::: Material provided
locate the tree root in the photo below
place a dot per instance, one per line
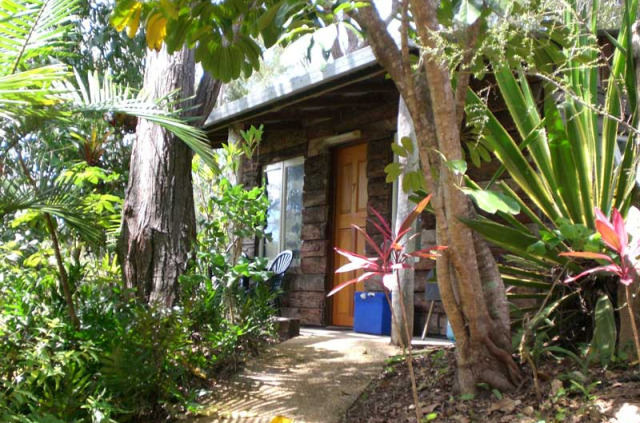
(514, 371)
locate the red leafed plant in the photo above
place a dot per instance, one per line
(391, 256)
(615, 236)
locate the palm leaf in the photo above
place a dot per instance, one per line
(104, 96)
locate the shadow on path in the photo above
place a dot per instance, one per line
(313, 378)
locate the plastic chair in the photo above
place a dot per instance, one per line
(279, 267)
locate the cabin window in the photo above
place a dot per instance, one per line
(284, 182)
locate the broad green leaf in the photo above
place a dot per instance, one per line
(459, 167)
(492, 201)
(407, 143)
(393, 170)
(603, 342)
(467, 11)
(398, 150)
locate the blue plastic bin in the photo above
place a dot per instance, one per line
(372, 313)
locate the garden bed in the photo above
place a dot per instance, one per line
(611, 396)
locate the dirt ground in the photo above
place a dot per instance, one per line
(313, 378)
(566, 395)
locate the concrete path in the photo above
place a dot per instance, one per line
(313, 378)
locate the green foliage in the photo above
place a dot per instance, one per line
(561, 160)
(603, 343)
(63, 152)
(224, 33)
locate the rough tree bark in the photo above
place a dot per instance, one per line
(470, 285)
(404, 208)
(158, 225)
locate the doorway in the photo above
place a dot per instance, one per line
(350, 208)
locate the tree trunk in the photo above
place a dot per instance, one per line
(159, 218)
(404, 208)
(470, 286)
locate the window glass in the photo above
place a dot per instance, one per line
(293, 211)
(284, 181)
(273, 175)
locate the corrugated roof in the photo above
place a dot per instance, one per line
(285, 92)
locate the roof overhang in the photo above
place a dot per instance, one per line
(359, 67)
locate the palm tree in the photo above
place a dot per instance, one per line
(36, 84)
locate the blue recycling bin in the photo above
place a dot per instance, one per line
(372, 313)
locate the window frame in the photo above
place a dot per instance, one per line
(284, 164)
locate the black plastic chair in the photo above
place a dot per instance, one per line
(279, 267)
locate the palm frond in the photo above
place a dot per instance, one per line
(60, 200)
(32, 29)
(104, 96)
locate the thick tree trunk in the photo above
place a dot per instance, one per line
(159, 218)
(470, 285)
(404, 208)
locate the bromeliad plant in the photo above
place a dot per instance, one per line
(624, 262)
(561, 160)
(391, 256)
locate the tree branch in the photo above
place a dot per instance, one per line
(463, 73)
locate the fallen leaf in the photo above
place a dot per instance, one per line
(505, 405)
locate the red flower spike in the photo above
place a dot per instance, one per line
(615, 236)
(391, 254)
(607, 231)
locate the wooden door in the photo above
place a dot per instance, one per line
(350, 207)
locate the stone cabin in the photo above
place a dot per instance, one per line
(327, 139)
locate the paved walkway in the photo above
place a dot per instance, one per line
(313, 378)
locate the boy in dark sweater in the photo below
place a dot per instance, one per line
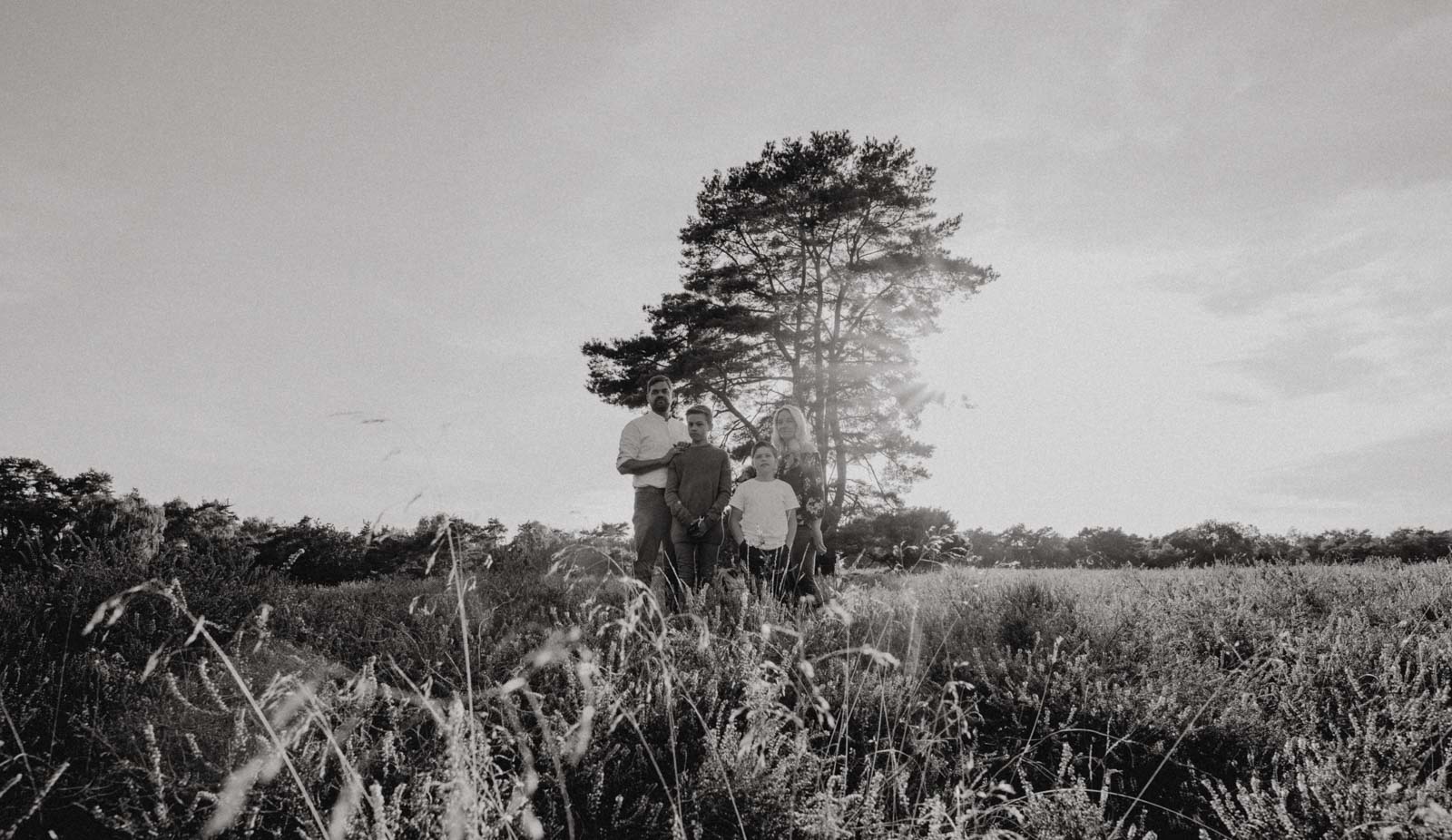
::::::
Please retype, exactly and with the pictures left out, the lines from the line containing "locate the bromeliad plant in the photo above" through the last line of the records above.

locate the bromeliad plant in the photo above
place a dot per instance, one per line
(624, 262)
(561, 160)
(391, 256)
locate the tree branch in the photo above
place a dot per instance, one per line
(463, 73)
locate the fallen leaf in the photo above
place a dot per instance, one per line
(505, 405)
locate the red flower spike in the photo above
place a dot per instance, one per line
(615, 236)
(391, 254)
(607, 231)
locate the wooden door in the photo above
place a dot per instance, one per line
(350, 207)
locate the stone cabin in the photo above
place a dot per instance, one per line
(327, 139)
locate the paved walkway in the photo above
place a dot per instance, one per line
(313, 378)
locate the boy in dark sweater in the photo below
place a dot per instance, one per line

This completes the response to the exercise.